## TASK DESCRIPTION
Tell how many lines of the material below hold "white". The reply is that number alone.

- - -

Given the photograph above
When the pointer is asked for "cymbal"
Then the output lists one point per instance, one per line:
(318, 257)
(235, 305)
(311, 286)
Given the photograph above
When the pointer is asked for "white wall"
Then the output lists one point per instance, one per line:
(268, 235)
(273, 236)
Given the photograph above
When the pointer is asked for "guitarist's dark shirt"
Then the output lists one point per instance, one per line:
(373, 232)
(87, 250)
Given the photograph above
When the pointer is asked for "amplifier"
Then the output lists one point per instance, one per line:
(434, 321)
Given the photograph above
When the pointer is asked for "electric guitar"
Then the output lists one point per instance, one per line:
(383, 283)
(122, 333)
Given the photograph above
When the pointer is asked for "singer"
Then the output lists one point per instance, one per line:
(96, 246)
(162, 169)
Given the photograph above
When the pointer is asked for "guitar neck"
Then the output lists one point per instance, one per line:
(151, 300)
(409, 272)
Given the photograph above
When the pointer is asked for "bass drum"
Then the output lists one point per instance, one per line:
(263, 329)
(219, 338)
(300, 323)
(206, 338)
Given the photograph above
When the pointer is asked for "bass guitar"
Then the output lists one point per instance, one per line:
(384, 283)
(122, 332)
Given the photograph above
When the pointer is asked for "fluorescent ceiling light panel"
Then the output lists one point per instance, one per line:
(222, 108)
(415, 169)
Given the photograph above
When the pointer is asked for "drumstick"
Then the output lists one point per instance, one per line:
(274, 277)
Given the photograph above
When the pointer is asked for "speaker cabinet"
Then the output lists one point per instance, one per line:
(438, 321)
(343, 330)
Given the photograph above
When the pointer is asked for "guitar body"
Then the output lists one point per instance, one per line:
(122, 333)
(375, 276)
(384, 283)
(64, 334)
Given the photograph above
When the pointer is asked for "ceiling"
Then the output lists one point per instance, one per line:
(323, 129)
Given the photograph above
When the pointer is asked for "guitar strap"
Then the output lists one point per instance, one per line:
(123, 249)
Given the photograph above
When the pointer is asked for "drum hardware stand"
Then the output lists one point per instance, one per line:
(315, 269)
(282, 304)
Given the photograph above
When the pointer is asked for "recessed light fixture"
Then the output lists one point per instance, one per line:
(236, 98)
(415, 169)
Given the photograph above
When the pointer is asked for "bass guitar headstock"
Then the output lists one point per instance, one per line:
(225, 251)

- - -

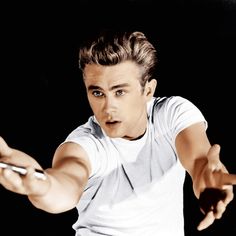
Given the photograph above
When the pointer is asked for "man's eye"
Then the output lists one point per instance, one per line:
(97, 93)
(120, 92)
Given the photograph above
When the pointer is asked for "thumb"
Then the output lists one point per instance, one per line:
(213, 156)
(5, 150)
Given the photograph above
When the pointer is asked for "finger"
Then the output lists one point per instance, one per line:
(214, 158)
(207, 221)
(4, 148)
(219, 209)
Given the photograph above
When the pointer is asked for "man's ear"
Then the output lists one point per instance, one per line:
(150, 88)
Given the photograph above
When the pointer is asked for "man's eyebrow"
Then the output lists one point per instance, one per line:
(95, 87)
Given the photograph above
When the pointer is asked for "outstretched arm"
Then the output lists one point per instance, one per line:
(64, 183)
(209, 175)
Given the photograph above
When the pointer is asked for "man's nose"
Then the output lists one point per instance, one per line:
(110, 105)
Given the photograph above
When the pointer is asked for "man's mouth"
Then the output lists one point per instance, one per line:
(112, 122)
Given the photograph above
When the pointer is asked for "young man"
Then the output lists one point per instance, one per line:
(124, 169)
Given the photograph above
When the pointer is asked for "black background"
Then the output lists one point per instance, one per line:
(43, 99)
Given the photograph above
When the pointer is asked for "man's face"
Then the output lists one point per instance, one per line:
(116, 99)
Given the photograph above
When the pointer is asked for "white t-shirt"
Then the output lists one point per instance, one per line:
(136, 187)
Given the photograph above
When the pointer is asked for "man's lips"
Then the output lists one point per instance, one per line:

- - -

## SOLUTION TO THIS EXERCISE
2